Co-founder of Samaritans Glasgow
Born April 25th, 1920
Died December 25th 2018
Kay McMillan MBE, who has died aged 98, was one of the driving forces behind of the Glasgow branch of Samaritans, and served with the charity for more than five decades.
Representatives of all the major churches and charities such as the Red Cross and Salvation Army were present at a 1959 meeting held in Glasgow’s Bible College to gauge interest in starting a local branch of the organisation set up six years earlier in London to help people contemplating suicide.
An advert in the Church of Scotland magazine Life and Work had invited members of the public to come along too. Just one individual took up the offer; Kay McMillan, a 39-year-old mother of two from Clarkston. She was immediately appointed secretary of the new group’s steering committee and she and her husband Donald were two of the 55 volunteers who opened The Samaritans’ fourth UK branch in May 1960.
The premises at 204 Bath Street in the city centre were provided rent-free by the Red Cross. The branch’s first caller declared he felt quite at home in one of the two small basement rooms because it was just like his cell in the city’s Barlinnie Prison.

## Task requirements
• 1. Answer these questions using the Kay McMillan obituary:
(a) In what year was the meeting at Glasgow's Bible College held?
(b) Which organization provided the premises at 204 Bath Street rent-free?
(c) How many volunteers opened the branch?
• 2. Please return the stretch of the Kay McMillan obituary from "Co-founder of Samaritans" through "people contemplating suicide.", copied word for word.
• 3. Turn the paragraph of the Kay McMillan obituary beginning "An advert in the Church of Scotland magazine" into a short bulleted list that keeps its main facts.

Stored data entries
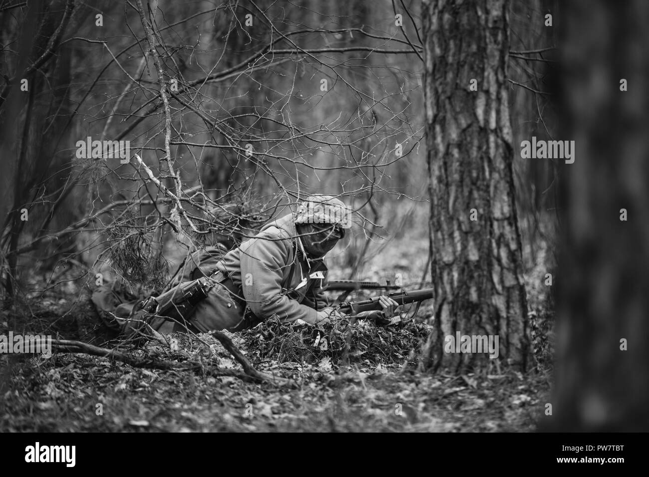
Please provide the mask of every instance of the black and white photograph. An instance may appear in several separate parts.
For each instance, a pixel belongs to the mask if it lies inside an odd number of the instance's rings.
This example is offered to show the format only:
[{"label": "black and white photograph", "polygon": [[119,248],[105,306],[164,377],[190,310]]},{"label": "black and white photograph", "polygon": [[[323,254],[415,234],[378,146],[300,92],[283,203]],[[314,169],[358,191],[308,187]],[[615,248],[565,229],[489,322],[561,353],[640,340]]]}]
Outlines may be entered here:
[{"label": "black and white photograph", "polygon": [[631,463],[648,25],[643,0],[0,0],[11,459],[427,433]]}]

## Responses by task
• 1.
(a) 1959
(b) The Red Cross
(c) 55

• 2.
Co-founder of Samaritans Glasgow
Born April 25th, 1920
Died December 25th 2018
Kay McMillan MBE, who has died aged 98, was one of the driving forces behind of the Glasgow branch of Samaritans, and served with the charity for more than five decades.
Representatives of all the major churches and charities such as the Red Cross and Salvation Army were present at a 1959 meeting held in Glasgow’s Bible College to gauge interest in starting a local branch of the organisation set up six years earlier in London to help people contemplating suicide.

• 3.
- An advert in the Church of Scotland magazine Life and Work invited the public to the meeting.
- Only one person came: Kay McMillan, a 39-year-old mother of two from Clarkston.
- She was immediately appointed secretary of the steering committee.
- She and her husband Donald were among the 55 volunteers who opened The Samaritans' fourth UK branch in May 1960.